**TASK BRIEF**
As you reproduce every line below, keep it exactly as written and leave out the images.

Records from a dataset:
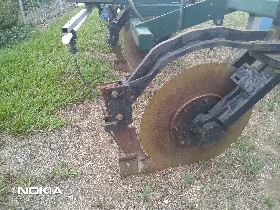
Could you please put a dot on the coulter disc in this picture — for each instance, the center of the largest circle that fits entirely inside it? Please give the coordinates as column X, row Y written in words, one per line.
column 195, row 90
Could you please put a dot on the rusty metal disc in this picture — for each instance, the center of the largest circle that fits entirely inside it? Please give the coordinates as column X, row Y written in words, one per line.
column 202, row 84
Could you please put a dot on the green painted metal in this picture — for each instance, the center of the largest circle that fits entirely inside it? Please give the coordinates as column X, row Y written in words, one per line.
column 156, row 9
column 263, row 8
column 170, row 17
column 195, row 14
column 125, row 1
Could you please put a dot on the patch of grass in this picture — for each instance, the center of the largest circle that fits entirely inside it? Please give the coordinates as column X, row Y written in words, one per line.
column 2, row 143
column 38, row 75
column 187, row 179
column 251, row 162
column 2, row 185
column 268, row 200
column 277, row 141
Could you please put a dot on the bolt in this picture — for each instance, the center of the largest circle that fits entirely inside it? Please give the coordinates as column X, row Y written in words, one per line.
column 119, row 117
column 114, row 94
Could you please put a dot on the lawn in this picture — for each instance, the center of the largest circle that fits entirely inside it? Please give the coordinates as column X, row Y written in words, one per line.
column 37, row 76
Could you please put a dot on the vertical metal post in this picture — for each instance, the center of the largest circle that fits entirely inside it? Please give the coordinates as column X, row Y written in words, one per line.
column 60, row 6
column 181, row 15
column 21, row 11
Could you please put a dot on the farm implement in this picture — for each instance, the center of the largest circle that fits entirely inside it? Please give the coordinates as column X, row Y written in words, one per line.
column 201, row 111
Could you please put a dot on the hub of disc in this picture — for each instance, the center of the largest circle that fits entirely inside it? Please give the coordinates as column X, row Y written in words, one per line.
column 180, row 125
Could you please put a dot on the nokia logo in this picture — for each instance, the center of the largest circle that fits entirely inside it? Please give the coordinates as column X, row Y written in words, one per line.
column 39, row 190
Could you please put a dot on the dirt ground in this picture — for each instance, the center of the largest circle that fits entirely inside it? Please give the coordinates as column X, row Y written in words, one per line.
column 82, row 160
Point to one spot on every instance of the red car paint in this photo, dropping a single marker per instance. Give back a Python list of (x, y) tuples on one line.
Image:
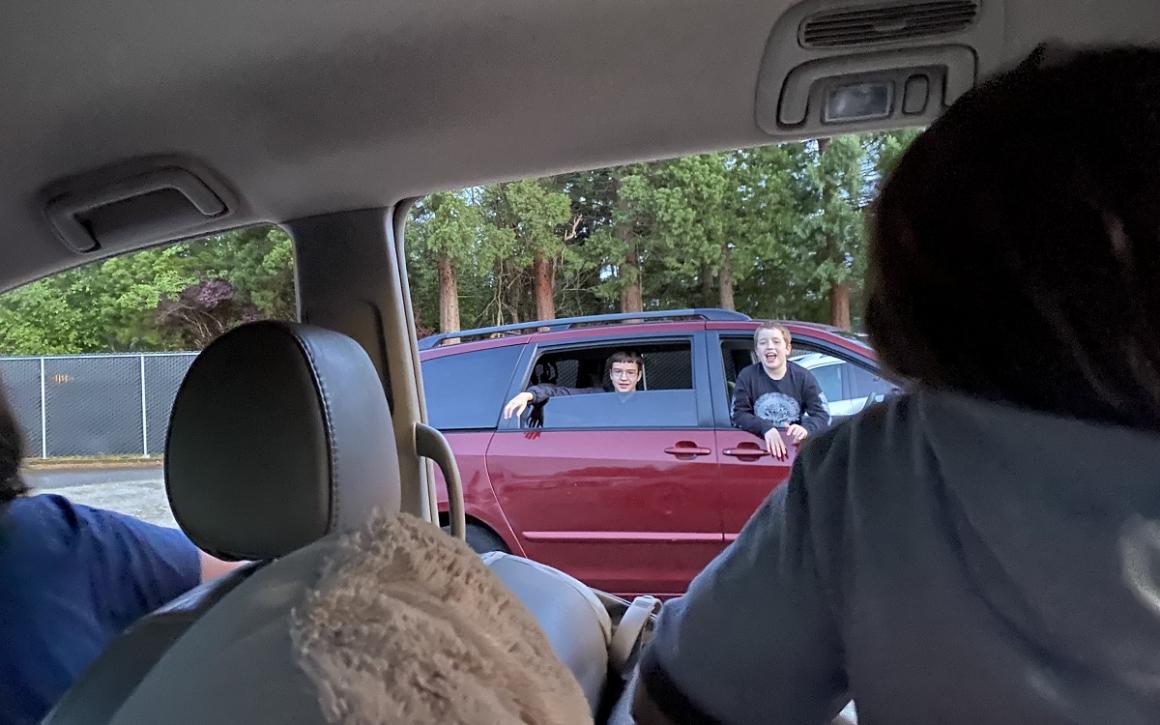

**RESULT**
Could you please put a dot on the coulter disc in this picture — for each instance, the center of the largest circle that fits entirely inside it? Please give the coordinates as column X, row Y written in words, one per line.
column 195, row 90
Could you please put a dot on the rusty metal disc in this picture — for each instance, the center of the largest circle that fits entirely inside it? Please give the coordinates as column X, row Y written in words, one per line.
column 202, row 84
Could you please put a dot on the green painted metal in this picture — for each instance, the center of the largest circle that fits entirely inside it? Please give the coordinates as column X, row Y written in words, one per line.
column 156, row 9
column 263, row 8
column 170, row 17
column 195, row 14
column 125, row 1
Could you please put a dot on the patch of grass in this picture — for each instance, the center of the largest circle that fits entirely inside it? Please give the coordinates as column X, row Y written in words, one per line.
column 2, row 143
column 38, row 75
column 187, row 179
column 251, row 162
column 2, row 185
column 268, row 200
column 277, row 141
Could you please put a dot on the bolt in this picture — for each instance, the center of the largest circle that fits entirely inside it? Please give the coordinates as column X, row Y written in words, one per line.
column 119, row 117
column 114, row 94
Could you please put a dot on the lawn in this picture — for each instance, the center of the largest circle that fits entirely inside it? Please give the coordinates as column X, row Y written in words, one per line.
column 37, row 76
Could you please put a dot on the vertical metal post in this picture — for each instance, the center of the largest circle that fits entirely inside it? Please give the coordinates as column X, row Y written in words, one per line.
column 60, row 6
column 181, row 15
column 21, row 11
Could you please put a dot on the farm implement in this picture — for each instance, the center of the largest circle that fits entirely inside it? Please give the coordinates as column X, row Y written in words, one per line.
column 201, row 111
Could you please put a dot on the hub of disc in this picture — for each instance, the center of the largest circle that fits entirely inside it? Please give the coordinates as column X, row Y written in words, one per line.
column 180, row 125
Could you please put a dot on the nokia logo in this picture — for each instance, the center of the largest circle that fits entirely inside it? Please give the coordinates as column X, row Y written in words, one per line.
column 39, row 190
Could you please put a dot on the dirt ground in this picture — for each instance, the center of the largest circle that fits entirely inside it? Please give the coordinates as column X, row Y written in words, one per line.
column 82, row 160
Point to one spot on every instance of the red car paint in this photo, dropping a single marker per instance. Give back a Python list of (x, y) tuples on one line.
Image:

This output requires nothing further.